• **AIM OF THE TASK**: The answer should consist of each line from the data below that includes "sign".

Data extracted from a collection
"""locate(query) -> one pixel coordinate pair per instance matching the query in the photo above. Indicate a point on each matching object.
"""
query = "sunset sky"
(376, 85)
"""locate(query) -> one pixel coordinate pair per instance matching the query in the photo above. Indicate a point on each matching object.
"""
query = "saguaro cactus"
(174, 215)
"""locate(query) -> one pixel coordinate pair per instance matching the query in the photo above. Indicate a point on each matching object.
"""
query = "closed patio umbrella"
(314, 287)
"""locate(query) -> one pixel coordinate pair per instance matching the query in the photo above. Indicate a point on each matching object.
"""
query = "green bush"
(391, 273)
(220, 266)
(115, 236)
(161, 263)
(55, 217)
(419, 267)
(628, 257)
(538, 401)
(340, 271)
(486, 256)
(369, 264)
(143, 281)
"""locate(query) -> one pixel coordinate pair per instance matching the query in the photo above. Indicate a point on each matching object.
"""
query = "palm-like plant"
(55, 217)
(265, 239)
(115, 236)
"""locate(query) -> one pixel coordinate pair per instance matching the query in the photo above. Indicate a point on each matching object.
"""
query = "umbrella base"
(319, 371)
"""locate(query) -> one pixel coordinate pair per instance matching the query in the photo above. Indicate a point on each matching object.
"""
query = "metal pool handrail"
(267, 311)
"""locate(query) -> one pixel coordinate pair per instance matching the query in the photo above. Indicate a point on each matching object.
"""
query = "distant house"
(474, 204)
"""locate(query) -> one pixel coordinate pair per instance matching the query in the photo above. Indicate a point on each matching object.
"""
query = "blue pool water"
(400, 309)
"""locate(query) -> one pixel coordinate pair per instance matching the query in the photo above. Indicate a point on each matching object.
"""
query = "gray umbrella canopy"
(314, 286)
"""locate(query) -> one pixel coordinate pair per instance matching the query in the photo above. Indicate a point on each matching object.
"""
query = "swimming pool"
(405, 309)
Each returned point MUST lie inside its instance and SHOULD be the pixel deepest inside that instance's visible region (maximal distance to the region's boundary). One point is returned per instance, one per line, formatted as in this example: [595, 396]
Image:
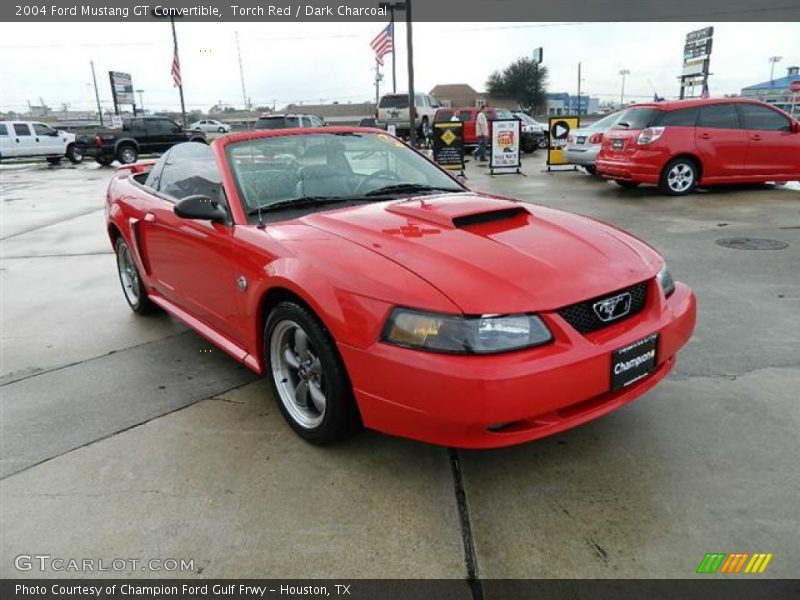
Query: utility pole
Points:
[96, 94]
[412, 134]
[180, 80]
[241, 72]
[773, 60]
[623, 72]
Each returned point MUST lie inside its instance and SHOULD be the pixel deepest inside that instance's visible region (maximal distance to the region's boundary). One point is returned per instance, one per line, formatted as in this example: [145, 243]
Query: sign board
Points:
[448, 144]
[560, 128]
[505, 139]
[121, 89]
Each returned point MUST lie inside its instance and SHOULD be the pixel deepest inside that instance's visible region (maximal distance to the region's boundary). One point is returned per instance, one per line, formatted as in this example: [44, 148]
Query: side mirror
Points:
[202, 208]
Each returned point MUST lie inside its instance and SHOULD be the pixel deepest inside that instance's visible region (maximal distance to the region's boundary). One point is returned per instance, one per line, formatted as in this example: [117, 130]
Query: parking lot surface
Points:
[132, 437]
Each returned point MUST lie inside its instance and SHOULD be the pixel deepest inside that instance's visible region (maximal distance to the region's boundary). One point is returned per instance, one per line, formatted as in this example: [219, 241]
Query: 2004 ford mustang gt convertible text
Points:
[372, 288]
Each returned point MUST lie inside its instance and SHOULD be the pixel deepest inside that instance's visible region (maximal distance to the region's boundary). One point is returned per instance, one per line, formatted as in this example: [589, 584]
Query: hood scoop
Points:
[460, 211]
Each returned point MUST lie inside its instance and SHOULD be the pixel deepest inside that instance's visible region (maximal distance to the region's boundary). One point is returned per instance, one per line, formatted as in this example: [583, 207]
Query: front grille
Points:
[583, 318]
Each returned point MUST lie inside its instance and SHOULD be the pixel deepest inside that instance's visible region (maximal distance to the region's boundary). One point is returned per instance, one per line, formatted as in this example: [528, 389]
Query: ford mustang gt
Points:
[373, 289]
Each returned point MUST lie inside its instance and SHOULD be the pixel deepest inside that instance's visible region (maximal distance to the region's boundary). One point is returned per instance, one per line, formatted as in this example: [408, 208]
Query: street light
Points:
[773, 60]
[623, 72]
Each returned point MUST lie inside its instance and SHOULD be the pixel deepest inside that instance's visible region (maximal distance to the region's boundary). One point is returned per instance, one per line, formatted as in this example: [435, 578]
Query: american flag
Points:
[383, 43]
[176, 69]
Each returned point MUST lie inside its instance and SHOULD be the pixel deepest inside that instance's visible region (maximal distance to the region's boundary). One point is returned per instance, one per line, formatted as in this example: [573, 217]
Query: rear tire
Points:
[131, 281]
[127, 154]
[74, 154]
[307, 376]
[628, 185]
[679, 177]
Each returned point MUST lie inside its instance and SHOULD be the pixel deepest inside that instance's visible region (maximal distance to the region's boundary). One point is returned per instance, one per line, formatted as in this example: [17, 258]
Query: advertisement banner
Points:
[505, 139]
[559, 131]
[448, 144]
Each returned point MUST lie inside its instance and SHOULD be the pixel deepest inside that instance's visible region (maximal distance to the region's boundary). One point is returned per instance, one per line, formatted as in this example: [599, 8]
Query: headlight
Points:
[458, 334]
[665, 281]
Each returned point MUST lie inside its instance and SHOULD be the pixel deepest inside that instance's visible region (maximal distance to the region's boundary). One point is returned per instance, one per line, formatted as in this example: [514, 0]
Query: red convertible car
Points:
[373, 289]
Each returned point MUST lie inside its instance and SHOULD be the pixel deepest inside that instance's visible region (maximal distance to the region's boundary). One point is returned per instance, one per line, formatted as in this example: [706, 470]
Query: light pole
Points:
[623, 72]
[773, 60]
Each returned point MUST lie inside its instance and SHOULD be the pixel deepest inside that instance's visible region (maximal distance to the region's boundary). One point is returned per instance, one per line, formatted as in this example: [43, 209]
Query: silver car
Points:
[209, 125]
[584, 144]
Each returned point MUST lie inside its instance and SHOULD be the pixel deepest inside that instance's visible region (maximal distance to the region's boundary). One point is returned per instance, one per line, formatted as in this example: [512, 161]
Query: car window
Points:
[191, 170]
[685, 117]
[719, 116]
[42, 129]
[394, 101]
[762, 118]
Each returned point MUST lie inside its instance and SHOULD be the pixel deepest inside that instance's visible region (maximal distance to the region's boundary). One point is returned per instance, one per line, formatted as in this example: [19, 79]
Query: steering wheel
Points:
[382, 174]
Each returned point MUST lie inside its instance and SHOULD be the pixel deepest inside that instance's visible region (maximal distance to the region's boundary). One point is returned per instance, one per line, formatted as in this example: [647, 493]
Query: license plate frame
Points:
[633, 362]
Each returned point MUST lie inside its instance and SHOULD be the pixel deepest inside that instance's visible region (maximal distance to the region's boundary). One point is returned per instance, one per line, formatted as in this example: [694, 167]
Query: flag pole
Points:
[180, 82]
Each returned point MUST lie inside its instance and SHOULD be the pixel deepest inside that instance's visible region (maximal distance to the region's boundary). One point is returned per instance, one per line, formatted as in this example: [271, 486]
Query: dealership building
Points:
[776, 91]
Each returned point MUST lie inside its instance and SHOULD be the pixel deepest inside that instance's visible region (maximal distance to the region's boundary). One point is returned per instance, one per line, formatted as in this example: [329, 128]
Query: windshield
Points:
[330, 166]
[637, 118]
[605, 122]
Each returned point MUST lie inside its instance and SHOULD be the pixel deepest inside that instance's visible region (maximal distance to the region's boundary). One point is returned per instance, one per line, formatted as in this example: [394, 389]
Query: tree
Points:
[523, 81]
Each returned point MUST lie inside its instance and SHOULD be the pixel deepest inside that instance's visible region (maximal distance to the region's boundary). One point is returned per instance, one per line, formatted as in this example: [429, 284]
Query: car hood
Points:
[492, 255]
--
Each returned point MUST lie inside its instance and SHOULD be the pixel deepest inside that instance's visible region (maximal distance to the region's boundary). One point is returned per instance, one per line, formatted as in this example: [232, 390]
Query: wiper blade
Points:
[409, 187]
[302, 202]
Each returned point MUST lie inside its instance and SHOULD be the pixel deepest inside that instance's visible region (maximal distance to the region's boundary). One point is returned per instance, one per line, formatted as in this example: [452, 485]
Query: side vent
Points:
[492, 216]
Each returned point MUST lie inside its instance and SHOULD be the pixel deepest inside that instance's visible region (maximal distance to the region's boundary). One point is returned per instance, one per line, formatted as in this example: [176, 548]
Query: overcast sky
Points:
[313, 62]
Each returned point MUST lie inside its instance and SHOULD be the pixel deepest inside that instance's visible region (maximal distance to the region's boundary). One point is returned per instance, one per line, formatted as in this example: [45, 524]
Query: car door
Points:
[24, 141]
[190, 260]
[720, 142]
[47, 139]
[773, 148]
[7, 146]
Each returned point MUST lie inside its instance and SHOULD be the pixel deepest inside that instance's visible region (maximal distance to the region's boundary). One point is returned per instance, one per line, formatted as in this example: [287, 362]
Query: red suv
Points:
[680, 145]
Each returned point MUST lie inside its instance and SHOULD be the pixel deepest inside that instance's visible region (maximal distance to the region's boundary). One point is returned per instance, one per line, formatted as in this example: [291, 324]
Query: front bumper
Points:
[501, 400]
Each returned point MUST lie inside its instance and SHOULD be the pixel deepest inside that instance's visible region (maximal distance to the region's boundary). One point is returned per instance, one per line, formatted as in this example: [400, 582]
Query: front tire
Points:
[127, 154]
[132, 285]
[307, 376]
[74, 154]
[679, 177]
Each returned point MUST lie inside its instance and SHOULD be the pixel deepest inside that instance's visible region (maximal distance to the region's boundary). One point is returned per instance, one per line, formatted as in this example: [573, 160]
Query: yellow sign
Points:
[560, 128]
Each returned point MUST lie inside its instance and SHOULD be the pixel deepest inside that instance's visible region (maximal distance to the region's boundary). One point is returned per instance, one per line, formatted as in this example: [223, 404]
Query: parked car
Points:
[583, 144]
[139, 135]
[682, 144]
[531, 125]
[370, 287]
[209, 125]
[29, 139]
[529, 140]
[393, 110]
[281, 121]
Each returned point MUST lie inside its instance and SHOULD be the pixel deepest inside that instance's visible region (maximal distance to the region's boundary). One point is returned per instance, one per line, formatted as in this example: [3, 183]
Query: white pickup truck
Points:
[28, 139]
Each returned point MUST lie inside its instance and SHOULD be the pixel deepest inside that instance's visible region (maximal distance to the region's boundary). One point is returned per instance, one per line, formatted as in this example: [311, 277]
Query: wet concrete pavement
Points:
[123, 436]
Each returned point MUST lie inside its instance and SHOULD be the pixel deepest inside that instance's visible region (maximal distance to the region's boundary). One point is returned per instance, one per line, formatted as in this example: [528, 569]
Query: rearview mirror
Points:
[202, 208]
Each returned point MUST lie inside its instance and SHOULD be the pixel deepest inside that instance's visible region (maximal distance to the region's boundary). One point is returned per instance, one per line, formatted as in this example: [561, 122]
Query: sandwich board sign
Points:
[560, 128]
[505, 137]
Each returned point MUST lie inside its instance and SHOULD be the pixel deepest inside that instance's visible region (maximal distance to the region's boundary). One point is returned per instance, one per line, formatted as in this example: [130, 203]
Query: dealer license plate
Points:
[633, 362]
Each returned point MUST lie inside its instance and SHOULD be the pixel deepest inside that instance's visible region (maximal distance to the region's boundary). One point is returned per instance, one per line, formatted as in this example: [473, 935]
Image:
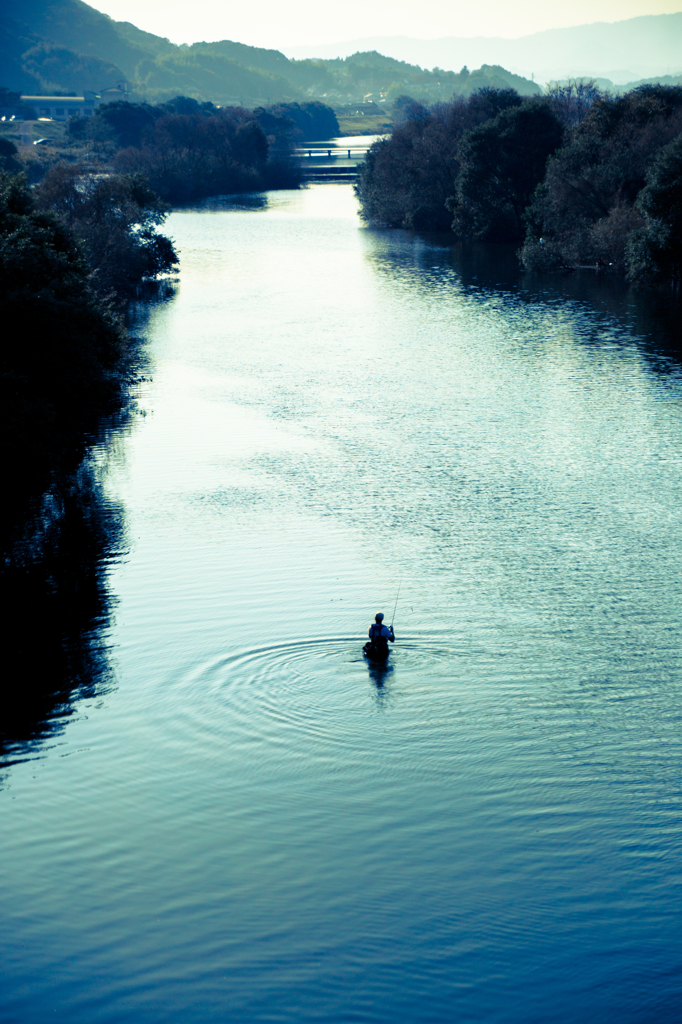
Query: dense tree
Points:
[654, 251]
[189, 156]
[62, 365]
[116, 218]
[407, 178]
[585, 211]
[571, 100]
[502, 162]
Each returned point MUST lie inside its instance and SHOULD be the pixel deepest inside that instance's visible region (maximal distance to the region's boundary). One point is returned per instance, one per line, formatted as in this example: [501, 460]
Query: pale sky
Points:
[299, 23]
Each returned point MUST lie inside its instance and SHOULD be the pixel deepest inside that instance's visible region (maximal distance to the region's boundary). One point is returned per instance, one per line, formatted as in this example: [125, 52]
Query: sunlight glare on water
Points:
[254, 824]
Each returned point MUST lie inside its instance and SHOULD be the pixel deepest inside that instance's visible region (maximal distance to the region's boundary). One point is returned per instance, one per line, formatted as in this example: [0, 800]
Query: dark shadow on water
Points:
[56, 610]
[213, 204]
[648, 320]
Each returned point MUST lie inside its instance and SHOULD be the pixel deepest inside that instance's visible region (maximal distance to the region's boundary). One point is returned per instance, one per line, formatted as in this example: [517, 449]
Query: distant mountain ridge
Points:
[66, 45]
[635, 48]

• **ANSWER SECTION**:
Query: sign board
Query: yellow sign
Query: sandwich board sign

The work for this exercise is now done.